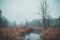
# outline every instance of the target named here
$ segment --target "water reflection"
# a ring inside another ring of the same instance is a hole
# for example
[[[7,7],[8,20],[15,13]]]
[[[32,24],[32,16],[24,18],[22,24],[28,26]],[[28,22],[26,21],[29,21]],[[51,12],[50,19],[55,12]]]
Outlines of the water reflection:
[[[25,40],[40,40],[40,35],[35,33],[30,33],[25,36]]]

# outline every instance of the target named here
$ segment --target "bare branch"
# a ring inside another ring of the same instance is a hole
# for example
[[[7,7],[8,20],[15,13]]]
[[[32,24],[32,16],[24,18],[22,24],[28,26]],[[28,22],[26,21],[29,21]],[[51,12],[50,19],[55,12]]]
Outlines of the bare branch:
[[[40,13],[37,13],[38,15],[42,15],[42,14],[40,14]]]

▶ **Work order**: Each line above should be output exactly, apart from the pictures.

▶ **Response box**:
# outline every instance of the target named here
$ segment --target "water reflection"
# a ring inside another ring of the same instance is a hole
# for example
[[[7,7],[8,20],[15,13]]]
[[[32,24],[32,16],[24,18],[22,24],[28,26]],[[28,22],[26,21],[29,21]],[[51,12],[50,19],[55,12]]]
Outlines of the water reflection:
[[[25,40],[40,40],[40,35],[35,33],[30,33],[25,36]]]

# outline every instance of the target named here
$ segment --target "bare branch"
# a ring inside another ring of the same instance is a hole
# for example
[[[7,7],[8,20],[15,13]]]
[[[32,24],[32,16],[24,18],[22,24],[28,26]],[[28,22],[26,21],[29,21]],[[51,12],[50,19],[55,12]]]
Outlines of the bare branch:
[[[40,13],[37,13],[38,15],[42,15],[42,14],[40,14]]]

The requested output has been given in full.